* **TEKS YANG DISEDIAKAN**:
Bulan Ramadhan menjadi momentum yang sangat berharga untuk kaum mustadh’afin atau orang-orang yang kurang secara ekonomi. Bulan Ramadhan menjadi bulan berbagi untuk masyarakat, terlebih ummat Islam. Banyak dijumpai baik dari lembaga, instansi, organisasi masyarakat (ormas) maupun para pejabat berlomba-lomba dalam mencari keberkahan dengan cara berbagi kebaikan dengan membagi-bagikan takjil di berbagai sudut jalan-jalan, buka puasa bersama sekaligus berbagi makanan di panti asuhan. Ada juga yang melakukan suatu kegiatan yang bermanfaat untuk mengisi ibadah di bulan Ramadhan dengan kebaikan dan memberikan manfaat bagi orang banyak. Contoh kegiatannya, berbagi 1000 jilbab di jalan-jalan, di kampung-kampung, berbagi sembako gratis untuk masyarakat miskin kota dengan langsung survei ke rumah-rumah masyarakat yang terdampak kemiskinan dan lainnya.

Tidak sampai disitu, kegiatan yang dilakukan di rangkaikan dengan beberapa lomba-lomba berbasis keagamaan, seperti lomba adzan, lomba kaligrafi, lomba tilawah, lomba tahfidz dan lain sebagainya. Suasana Covid-19 tidak menjadi penghambat bagi ummat Islam untuk menjadikan momentum Ramadhan sebagai bulan berbagi atau biasa disebut filantropi. Budaya filantropi menjadi budaya yang telah mengakar dalam masyarakat Islam setiap momentum Ramadhan.

Budaya filantropi menjadi ladang ketakwaan ekonomi bagi orang-orang kaya dan orang-orang yang berkecukupan bukan karena kaya tapi menyisihkan sebagian rezekinya untuk orang lain yang membutuhkan. Budaya filantropi ini merupakan suatu budaya yang harus senantiasa dijaga oleh ummat Islam. Filantropi atau empati, yaitu memiliki suatu kepekaan sosial yang tinggi terhadap keadaan atau kesulitan orang lain.

Baris-baris yang terdapat dalam sebuah dataset
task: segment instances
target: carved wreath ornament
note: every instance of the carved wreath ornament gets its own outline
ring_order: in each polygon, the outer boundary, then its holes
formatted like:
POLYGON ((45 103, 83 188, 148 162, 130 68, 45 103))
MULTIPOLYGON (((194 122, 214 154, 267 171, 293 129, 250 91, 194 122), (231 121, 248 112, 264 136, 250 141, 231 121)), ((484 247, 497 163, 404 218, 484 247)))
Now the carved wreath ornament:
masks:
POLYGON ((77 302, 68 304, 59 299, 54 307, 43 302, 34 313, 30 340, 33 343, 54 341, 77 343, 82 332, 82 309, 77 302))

* **TUGAS ANDA**:
A. Dalam teks tentang filantropi di bulan Ramadhan, bagaimana filantropi atau empati diartikan?
B. Lanjutkan teks tentang filantropi di bulan Ramadhan, dimulai setelah kalimat terakhirnya.

* **JAWABAN TERTULIS**:
A. Filantropi atau empati diartikan sebagai memiliki kepekaan sosial yang tinggi terhadap keadaan atau kesulitan orang lain.

B.
Landasan didalam Al-Qur’anul karim terkait perintah untuk melakukan filantropi ini, sebagaimana dalam Surah Al-Hadid ayat 10-11 yang artinya “Dan mengapa kamu tidak menafkahkan sebagian hartamu pada jalan Allah, padahal Allah-lah yang mempusakai (mempunyai) langit dan bumi? Tidak sama diantara kamu orang yang menafkahkan hartanya dan berperang sebelum penaklukan (Mekkah) mereka lebih tinggi derajatnya daripada orang-orang yang menafkahkan hartanya dan berperang sesudah itu. Allah menjanjikan kepada masing-masing (mereka) balasan yang lebih baik. Dan Allah mengetahui apa yang kamu kerjakan. Siapakah yang mau meminjamkan kepada Allah pinjaman yang baik, maka, Allah akan melipat gandakan (balasan) pinjaman itu untuknya, dan dia akan memeroleh pahala yang banyak”.

Demikian juga manusia adalah makhluk sosial yang tidak mampu hidup sendirian. Manusia akan selalu membutuhkan orang lain disekitarnya. Maka, budaya tolong menolong, saling bantu membantu dalam hal kebaikan sangat penting untuk menjadi kebiasaan khususnya untuk menambah ketakwaan orang-orang yang beriman. Di dalam QS. Annisa ayat 9 juga dijelaskan bahwa “jangan engkau meninggalkan kaum yang lemah”, lemah disini juga berarti orang-orang mustadh’afin atau orang-orang yang lemah secara ekonomi untuk ummat islam wajib untuk membantu mereka, tidak membiarkannya.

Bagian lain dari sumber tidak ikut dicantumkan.